■ **WHAT YOU WILL DO**: Locate every line in the records below that contains the word "mountain", and copy each of those lines in full. Matching is case-sensitive.

■ **ROWS**:
+++

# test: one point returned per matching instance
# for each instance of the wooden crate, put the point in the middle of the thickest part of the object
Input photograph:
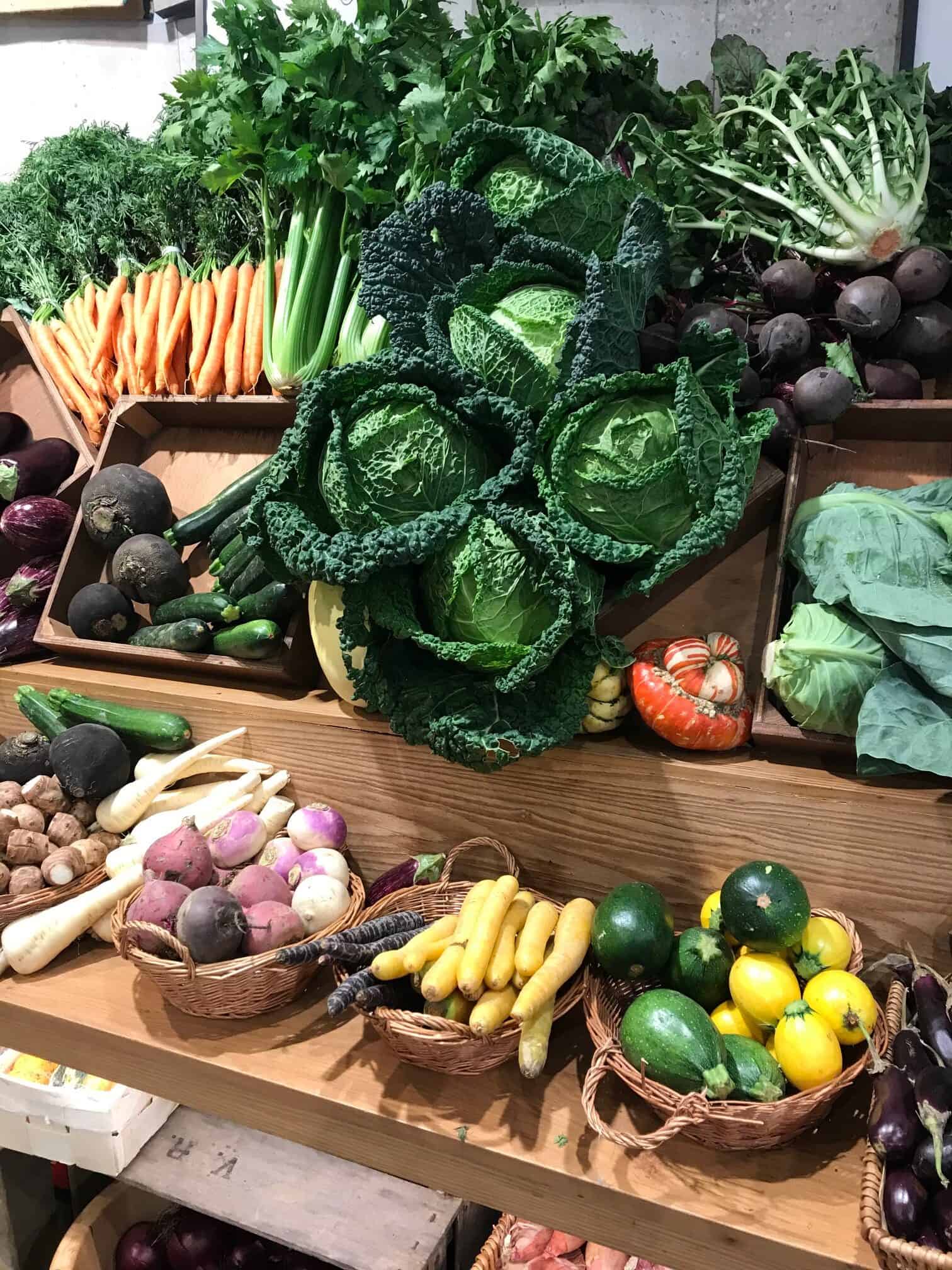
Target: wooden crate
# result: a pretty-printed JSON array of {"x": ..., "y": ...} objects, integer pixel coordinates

+++

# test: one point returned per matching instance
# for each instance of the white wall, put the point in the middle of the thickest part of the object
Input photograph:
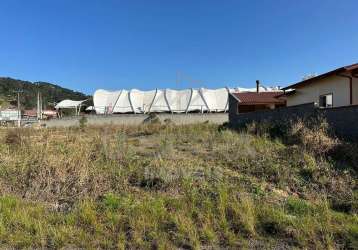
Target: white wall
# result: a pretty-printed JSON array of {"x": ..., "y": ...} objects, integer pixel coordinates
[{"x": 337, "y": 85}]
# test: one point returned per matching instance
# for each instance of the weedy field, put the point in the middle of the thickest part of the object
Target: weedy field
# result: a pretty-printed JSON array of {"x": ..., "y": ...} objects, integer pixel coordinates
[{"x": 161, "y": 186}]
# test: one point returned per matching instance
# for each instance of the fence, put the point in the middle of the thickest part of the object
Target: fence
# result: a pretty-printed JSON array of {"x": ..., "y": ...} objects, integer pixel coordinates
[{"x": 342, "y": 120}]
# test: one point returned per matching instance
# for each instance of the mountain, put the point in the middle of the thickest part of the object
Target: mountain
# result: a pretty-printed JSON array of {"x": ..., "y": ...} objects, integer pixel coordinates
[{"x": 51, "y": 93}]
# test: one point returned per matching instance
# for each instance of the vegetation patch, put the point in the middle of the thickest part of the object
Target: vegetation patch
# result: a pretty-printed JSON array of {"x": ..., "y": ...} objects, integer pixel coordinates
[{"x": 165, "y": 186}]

+++

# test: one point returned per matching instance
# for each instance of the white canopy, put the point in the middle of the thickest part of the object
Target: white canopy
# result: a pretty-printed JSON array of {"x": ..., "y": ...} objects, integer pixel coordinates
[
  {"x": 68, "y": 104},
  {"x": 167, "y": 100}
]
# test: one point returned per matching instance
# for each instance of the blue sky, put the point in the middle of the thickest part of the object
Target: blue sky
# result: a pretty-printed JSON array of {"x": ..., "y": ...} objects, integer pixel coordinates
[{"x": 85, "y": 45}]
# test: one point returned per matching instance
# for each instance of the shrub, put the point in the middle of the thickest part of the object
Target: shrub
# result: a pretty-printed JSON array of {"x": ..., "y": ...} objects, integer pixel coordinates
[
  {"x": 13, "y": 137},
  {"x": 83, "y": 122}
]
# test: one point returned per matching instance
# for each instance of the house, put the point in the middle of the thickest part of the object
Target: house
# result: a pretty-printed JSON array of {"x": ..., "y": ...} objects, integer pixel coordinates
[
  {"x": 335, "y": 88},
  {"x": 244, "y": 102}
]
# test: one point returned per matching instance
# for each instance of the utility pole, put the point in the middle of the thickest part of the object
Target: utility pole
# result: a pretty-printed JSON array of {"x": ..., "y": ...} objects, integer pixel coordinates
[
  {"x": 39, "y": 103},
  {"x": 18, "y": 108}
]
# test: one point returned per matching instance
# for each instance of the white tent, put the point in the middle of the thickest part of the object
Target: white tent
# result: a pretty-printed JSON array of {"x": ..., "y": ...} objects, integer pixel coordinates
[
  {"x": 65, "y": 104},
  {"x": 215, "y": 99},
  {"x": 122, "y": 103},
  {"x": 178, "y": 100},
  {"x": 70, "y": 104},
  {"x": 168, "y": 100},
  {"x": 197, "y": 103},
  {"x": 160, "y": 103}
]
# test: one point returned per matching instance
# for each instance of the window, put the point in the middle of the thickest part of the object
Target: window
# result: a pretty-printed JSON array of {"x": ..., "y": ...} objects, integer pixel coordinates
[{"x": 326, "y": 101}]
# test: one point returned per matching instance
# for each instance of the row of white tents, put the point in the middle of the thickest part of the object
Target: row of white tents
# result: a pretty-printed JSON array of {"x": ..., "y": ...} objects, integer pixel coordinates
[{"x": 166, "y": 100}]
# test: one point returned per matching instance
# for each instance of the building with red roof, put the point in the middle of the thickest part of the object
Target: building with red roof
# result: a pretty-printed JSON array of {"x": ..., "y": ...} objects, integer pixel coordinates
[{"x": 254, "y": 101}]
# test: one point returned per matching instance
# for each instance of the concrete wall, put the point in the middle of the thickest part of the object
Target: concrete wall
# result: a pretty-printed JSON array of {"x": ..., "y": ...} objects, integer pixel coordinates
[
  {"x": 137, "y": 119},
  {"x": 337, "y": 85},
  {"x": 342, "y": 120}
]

+++

■ **ANSWER TO THE EXERCISE**:
# for each instance of the mountain, put the point in the middle of the thickest part of the object
Target: mountain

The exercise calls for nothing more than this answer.